→ **WHAT THIS TASK INVOLVES**
Within this listing, how many lines include the word "pole"? Only the number should be given.
[[ DATA SUPPLIED open ]]
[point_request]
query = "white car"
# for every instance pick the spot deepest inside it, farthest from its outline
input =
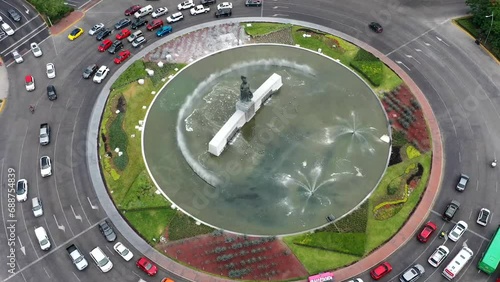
(22, 190)
(37, 52)
(159, 12)
(458, 230)
(45, 166)
(483, 217)
(200, 9)
(101, 74)
(185, 5)
(123, 251)
(175, 17)
(225, 5)
(51, 70)
(438, 256)
(96, 28)
(6, 27)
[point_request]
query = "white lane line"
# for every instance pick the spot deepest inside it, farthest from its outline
(50, 252)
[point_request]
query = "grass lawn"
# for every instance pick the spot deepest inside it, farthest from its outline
(150, 223)
(378, 232)
(317, 260)
(257, 29)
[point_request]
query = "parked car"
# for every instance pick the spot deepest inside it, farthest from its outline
(29, 82)
(45, 166)
(376, 27)
(381, 270)
(451, 210)
(159, 12)
(462, 182)
(123, 251)
(35, 49)
(188, 4)
(107, 230)
(123, 23)
(124, 33)
(164, 30)
(122, 56)
(75, 33)
(105, 45)
(147, 266)
(253, 3)
(483, 217)
(101, 74)
(22, 190)
(89, 71)
(438, 256)
(51, 92)
(96, 28)
(457, 231)
(130, 11)
(175, 17)
(103, 33)
(50, 70)
(426, 232)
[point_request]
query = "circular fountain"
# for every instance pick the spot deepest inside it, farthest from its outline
(314, 150)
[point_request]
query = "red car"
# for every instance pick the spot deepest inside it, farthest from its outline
(122, 56)
(155, 24)
(105, 45)
(132, 10)
(147, 266)
(381, 270)
(426, 232)
(124, 33)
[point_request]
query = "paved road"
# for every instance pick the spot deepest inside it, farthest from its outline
(460, 81)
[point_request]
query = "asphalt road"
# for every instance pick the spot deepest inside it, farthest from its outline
(459, 79)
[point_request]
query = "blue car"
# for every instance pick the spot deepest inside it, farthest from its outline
(164, 30)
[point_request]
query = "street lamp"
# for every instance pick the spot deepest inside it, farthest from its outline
(491, 25)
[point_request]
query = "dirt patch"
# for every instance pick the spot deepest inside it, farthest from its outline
(238, 257)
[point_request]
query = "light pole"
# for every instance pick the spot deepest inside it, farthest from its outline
(491, 25)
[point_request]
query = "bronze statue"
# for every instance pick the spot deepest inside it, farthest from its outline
(245, 93)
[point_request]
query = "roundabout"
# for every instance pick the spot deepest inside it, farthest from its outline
(467, 140)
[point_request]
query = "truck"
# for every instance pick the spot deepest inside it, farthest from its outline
(44, 134)
(77, 257)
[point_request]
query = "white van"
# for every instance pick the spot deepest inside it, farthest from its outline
(37, 207)
(134, 35)
(457, 263)
(101, 260)
(144, 11)
(42, 237)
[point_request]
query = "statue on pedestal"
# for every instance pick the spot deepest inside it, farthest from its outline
(245, 93)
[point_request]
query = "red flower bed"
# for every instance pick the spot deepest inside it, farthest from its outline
(238, 257)
(417, 131)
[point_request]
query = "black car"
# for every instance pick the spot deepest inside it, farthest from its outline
(14, 15)
(51, 92)
(107, 231)
(223, 13)
(123, 23)
(376, 27)
(451, 210)
(139, 22)
(90, 70)
(103, 34)
(253, 3)
(117, 45)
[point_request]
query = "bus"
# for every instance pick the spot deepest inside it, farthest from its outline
(491, 257)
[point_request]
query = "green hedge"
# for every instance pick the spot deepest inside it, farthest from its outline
(347, 243)
(371, 70)
(118, 139)
(54, 9)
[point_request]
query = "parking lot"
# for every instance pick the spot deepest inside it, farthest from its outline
(30, 28)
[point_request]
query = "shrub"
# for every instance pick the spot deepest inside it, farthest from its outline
(371, 70)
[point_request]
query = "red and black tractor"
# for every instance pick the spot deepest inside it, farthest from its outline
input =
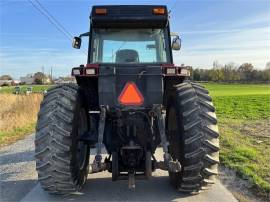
(129, 100)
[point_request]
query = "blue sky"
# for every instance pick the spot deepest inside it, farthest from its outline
(226, 31)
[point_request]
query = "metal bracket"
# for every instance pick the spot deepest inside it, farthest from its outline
(97, 165)
(168, 164)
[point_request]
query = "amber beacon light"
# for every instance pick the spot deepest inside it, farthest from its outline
(101, 11)
(159, 11)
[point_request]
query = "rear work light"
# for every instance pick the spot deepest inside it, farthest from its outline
(90, 71)
(170, 70)
(76, 72)
(159, 11)
(101, 11)
(131, 95)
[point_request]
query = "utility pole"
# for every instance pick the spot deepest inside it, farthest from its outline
(42, 75)
(51, 75)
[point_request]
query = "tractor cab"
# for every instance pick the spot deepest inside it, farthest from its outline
(129, 44)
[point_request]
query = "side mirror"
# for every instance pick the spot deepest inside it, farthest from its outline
(176, 43)
(76, 43)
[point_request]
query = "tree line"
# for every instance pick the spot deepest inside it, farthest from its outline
(231, 73)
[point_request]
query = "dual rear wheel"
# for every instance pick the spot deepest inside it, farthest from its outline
(193, 137)
(62, 160)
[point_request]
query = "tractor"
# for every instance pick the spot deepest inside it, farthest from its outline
(129, 100)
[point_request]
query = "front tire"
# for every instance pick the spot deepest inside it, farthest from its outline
(62, 161)
(193, 137)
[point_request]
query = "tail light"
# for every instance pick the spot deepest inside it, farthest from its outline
(91, 69)
(171, 70)
(76, 71)
(101, 11)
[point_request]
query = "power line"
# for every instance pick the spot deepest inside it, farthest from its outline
(172, 6)
(43, 11)
(56, 21)
(50, 20)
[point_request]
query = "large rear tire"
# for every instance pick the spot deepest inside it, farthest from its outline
(62, 161)
(193, 137)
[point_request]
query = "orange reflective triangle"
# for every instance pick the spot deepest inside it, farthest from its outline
(131, 95)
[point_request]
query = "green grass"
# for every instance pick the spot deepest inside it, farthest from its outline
(8, 137)
(218, 90)
(248, 157)
(247, 107)
(244, 117)
(36, 88)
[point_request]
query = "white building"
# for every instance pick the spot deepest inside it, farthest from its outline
(28, 79)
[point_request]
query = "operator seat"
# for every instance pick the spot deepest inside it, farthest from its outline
(126, 55)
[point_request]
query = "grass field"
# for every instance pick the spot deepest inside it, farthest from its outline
(244, 122)
(18, 114)
(36, 88)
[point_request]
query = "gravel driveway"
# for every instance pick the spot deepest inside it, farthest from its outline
(17, 169)
(18, 182)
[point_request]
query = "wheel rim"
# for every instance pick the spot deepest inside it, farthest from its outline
(82, 148)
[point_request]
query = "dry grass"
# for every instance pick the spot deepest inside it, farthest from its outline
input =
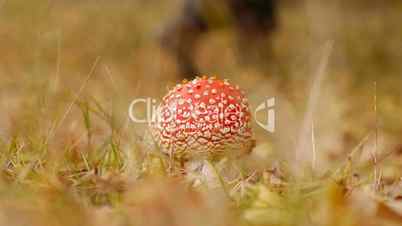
(70, 156)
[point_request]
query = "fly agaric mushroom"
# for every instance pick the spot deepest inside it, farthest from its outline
(205, 117)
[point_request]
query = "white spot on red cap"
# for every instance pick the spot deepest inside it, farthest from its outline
(200, 121)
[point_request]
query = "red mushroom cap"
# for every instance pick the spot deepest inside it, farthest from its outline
(203, 116)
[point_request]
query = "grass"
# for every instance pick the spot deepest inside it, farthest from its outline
(69, 155)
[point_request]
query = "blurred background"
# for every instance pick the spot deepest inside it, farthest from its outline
(70, 69)
(49, 47)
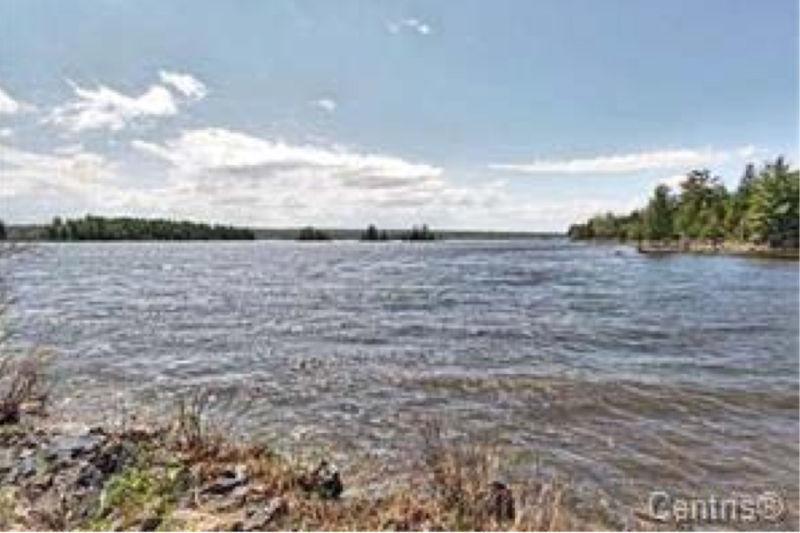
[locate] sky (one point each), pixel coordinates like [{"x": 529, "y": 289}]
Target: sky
[{"x": 504, "y": 115}]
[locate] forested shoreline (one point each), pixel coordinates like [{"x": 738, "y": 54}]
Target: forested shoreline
[
  {"x": 761, "y": 211},
  {"x": 94, "y": 228}
]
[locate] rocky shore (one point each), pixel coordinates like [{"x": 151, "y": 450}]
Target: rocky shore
[
  {"x": 711, "y": 247},
  {"x": 174, "y": 477}
]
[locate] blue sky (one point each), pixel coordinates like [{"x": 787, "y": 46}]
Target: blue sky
[{"x": 521, "y": 115}]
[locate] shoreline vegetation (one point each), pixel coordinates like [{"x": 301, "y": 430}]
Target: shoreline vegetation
[
  {"x": 186, "y": 472},
  {"x": 185, "y": 469},
  {"x": 95, "y": 228},
  {"x": 759, "y": 218}
]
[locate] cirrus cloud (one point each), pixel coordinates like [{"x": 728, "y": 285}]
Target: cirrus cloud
[
  {"x": 219, "y": 150},
  {"x": 11, "y": 106},
  {"x": 186, "y": 84},
  {"x": 106, "y": 108},
  {"x": 634, "y": 162}
]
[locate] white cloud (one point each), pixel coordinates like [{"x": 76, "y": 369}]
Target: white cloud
[
  {"x": 674, "y": 181},
  {"x": 326, "y": 104},
  {"x": 106, "y": 108},
  {"x": 70, "y": 170},
  {"x": 411, "y": 24},
  {"x": 634, "y": 162},
  {"x": 250, "y": 180},
  {"x": 219, "y": 151},
  {"x": 10, "y": 106},
  {"x": 186, "y": 84}
]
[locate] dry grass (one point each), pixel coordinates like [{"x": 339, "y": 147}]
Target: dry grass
[
  {"x": 23, "y": 385},
  {"x": 452, "y": 487}
]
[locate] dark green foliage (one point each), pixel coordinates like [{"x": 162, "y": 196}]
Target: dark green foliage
[
  {"x": 420, "y": 234},
  {"x": 93, "y": 228},
  {"x": 763, "y": 209},
  {"x": 310, "y": 233},
  {"x": 372, "y": 234}
]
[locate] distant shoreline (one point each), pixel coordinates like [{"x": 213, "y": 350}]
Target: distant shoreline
[
  {"x": 36, "y": 233},
  {"x": 732, "y": 248}
]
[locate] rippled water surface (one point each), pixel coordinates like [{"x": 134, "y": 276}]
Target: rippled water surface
[{"x": 627, "y": 372}]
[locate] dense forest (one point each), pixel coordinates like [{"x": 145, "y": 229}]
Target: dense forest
[
  {"x": 373, "y": 234},
  {"x": 422, "y": 233},
  {"x": 310, "y": 233},
  {"x": 94, "y": 228},
  {"x": 763, "y": 209}
]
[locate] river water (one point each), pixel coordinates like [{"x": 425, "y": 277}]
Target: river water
[{"x": 628, "y": 373}]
[[ DATA SUPPLIED closed ]]
→ **ANSWER SPACE**
2